**WRITTEN PROBLEM**
Reproduce the entries from the line with "mark the region of every instance of the woman's" to the line with "184], [508, 183]]]", substituting "coordinate pairs" for "vertex pairs" and leaving all else unchanged.

[Part of a data file]
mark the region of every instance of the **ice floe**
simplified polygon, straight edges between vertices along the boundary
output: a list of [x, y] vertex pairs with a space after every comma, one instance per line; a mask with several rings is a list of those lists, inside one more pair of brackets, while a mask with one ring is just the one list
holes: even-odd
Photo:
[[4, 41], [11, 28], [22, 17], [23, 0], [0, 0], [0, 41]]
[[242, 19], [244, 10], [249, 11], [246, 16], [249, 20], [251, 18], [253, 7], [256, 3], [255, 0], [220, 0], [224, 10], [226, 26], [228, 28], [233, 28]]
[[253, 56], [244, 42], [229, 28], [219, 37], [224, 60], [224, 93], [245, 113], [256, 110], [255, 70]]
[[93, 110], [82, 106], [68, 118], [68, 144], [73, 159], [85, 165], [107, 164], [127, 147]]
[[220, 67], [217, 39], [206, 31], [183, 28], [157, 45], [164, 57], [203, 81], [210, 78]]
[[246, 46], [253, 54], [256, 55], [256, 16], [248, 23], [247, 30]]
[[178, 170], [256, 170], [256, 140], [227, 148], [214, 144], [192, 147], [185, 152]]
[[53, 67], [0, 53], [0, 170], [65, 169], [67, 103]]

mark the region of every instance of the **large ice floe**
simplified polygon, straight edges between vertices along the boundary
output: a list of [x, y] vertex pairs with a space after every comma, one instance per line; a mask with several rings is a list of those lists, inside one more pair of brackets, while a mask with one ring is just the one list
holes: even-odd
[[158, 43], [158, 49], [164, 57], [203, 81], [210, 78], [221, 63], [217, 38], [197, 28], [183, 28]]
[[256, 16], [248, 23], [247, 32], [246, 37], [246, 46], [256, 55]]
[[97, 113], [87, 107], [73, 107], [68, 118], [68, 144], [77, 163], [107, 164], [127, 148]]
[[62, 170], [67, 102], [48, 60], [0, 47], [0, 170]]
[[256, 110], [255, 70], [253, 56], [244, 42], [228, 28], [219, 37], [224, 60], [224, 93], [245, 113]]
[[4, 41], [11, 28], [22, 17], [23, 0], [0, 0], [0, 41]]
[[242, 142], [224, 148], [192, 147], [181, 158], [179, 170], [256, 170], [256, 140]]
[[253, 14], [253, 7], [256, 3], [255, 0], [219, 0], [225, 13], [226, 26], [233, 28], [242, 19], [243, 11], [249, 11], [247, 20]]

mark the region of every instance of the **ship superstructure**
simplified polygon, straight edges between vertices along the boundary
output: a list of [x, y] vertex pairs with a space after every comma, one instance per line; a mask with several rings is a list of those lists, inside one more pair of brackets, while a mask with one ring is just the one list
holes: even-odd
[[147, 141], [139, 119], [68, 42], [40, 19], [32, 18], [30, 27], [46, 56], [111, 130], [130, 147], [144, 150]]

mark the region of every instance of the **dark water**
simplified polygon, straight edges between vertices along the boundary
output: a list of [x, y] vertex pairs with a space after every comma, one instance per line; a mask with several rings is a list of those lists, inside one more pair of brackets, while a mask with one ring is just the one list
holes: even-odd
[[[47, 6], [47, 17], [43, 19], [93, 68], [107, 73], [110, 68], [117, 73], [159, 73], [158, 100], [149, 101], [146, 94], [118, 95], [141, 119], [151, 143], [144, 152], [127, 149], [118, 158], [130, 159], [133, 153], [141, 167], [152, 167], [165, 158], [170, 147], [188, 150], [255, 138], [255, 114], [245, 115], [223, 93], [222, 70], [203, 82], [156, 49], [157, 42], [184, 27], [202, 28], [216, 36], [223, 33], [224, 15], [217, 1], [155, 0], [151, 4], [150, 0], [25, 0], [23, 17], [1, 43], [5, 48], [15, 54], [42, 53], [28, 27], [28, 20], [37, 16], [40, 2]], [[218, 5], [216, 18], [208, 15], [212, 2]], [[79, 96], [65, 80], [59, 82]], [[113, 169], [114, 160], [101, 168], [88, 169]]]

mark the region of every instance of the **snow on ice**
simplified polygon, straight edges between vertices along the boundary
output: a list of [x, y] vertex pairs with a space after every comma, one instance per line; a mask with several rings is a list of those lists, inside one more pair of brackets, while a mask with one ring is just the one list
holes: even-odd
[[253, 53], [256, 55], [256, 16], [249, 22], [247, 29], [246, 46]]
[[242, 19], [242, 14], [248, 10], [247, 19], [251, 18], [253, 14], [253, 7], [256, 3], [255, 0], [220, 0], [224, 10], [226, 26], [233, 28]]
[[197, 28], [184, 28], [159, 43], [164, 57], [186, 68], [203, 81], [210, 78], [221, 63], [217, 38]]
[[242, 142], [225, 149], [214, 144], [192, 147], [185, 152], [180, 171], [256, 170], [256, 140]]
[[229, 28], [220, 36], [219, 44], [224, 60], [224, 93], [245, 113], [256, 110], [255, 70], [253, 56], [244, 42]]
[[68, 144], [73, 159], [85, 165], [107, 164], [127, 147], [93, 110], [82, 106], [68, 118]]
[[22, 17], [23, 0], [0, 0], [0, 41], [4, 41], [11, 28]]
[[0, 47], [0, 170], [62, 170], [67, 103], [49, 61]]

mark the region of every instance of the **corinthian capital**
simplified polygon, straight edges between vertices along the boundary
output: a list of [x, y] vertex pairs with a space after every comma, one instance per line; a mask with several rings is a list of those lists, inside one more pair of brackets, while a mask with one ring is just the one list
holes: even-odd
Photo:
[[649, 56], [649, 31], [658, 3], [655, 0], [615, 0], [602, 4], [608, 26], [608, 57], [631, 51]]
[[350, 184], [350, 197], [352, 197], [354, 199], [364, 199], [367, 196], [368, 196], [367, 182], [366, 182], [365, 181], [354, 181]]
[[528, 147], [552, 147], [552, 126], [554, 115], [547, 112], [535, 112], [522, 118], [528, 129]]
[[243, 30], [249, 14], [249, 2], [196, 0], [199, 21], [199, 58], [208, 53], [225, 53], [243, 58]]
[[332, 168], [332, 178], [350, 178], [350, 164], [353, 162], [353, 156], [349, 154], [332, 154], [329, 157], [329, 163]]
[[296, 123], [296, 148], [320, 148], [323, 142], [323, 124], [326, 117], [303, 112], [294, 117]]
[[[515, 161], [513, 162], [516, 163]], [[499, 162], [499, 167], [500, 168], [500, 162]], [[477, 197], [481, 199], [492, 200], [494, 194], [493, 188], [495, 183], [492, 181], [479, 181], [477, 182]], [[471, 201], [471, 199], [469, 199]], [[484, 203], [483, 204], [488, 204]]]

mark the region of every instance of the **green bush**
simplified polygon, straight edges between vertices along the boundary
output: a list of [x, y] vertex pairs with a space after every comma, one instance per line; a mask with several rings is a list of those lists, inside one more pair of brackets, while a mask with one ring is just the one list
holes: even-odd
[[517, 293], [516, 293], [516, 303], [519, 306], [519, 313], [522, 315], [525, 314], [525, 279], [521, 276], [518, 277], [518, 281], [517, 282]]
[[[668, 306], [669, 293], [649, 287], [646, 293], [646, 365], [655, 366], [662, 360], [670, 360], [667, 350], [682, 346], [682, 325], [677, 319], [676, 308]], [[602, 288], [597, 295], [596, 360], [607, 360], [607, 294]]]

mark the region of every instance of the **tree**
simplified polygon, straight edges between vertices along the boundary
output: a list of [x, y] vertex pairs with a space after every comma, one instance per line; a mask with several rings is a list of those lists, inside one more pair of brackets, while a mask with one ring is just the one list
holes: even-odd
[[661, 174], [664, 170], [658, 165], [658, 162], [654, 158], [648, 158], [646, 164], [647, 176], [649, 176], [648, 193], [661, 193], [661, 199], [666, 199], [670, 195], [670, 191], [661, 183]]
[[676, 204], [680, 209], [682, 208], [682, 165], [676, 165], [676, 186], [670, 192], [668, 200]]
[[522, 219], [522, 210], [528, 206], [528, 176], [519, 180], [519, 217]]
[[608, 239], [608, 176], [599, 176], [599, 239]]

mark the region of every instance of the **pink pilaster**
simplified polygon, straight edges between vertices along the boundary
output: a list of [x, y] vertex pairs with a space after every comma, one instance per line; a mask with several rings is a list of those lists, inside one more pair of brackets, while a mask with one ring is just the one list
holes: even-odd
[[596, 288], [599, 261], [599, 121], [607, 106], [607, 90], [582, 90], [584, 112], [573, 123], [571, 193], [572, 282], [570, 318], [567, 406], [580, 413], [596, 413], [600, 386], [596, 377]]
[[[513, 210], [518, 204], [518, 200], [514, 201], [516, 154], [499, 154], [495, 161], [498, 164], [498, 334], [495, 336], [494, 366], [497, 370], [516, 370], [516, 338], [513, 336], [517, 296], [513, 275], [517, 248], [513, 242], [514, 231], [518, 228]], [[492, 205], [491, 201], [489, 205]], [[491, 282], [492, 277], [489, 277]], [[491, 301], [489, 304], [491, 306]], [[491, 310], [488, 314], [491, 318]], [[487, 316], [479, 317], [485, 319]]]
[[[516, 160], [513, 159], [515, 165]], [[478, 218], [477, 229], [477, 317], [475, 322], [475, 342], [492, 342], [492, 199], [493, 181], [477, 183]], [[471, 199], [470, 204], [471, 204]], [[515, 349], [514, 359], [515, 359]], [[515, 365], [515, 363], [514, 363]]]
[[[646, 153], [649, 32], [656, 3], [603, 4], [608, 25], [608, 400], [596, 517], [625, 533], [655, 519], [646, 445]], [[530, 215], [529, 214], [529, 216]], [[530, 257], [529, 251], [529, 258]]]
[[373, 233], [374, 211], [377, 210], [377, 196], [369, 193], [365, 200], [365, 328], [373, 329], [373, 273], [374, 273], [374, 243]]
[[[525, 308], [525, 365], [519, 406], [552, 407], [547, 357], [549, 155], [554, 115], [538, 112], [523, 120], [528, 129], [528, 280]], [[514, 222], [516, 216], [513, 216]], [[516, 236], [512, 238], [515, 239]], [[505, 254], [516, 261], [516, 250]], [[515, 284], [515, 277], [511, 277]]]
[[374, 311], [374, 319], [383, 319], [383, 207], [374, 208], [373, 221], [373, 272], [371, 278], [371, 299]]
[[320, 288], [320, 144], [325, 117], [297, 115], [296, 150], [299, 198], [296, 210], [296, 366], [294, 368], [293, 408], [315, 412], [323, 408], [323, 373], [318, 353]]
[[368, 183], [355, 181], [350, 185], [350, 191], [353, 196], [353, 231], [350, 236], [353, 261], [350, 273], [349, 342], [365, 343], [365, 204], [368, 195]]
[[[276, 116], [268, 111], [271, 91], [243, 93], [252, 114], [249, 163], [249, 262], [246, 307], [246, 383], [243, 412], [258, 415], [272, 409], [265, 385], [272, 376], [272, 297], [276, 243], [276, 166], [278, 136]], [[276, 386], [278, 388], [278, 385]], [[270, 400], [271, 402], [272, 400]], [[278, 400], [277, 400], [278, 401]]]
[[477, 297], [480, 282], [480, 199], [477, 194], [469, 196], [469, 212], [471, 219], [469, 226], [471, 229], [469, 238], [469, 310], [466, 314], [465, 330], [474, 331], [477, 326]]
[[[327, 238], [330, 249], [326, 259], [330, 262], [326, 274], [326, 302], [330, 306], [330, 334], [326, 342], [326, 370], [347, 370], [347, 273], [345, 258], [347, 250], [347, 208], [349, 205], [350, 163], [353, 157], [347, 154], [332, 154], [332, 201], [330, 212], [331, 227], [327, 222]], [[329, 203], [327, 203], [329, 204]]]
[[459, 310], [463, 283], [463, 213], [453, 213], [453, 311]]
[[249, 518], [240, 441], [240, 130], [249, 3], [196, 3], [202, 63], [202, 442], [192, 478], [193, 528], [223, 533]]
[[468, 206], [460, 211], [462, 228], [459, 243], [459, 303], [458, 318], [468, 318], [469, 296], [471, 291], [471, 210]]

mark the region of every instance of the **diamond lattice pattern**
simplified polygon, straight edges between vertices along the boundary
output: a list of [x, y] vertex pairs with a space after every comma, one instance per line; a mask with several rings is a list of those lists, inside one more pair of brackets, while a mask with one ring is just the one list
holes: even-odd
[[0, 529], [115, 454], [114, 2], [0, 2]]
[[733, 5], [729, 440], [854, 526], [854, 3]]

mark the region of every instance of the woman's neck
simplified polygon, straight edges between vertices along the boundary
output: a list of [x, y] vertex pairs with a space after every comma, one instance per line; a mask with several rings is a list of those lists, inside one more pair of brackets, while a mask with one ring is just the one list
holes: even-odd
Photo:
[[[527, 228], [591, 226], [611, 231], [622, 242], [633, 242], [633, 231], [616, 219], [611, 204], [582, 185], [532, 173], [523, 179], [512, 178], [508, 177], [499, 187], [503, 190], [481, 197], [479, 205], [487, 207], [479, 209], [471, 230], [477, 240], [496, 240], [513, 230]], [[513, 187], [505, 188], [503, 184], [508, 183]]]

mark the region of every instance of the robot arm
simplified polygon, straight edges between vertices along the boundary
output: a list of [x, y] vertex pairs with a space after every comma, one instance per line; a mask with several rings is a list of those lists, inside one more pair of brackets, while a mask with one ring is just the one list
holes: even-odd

**TASK SOLUTION**
mark the region of every instance of the woman's neck
simplified polygon, straight edges between vertices along the boundary
output: a list of [x, y] coordinate pairs with a space after every comma, one instance per line; a mask with several rings is a list of those lists, inside one more pair of brackets, while a mask with one ring is just the one list
holes: even-odd
Photo:
[[[527, 228], [591, 226], [611, 231], [622, 242], [633, 242], [633, 231], [616, 219], [611, 204], [582, 185], [532, 173], [523, 179], [512, 178], [508, 177], [499, 187], [503, 190], [481, 197], [479, 205], [487, 207], [479, 209], [471, 230], [477, 240], [496, 240], [513, 230]], [[513, 187], [505, 188], [503, 184], [508, 183]]]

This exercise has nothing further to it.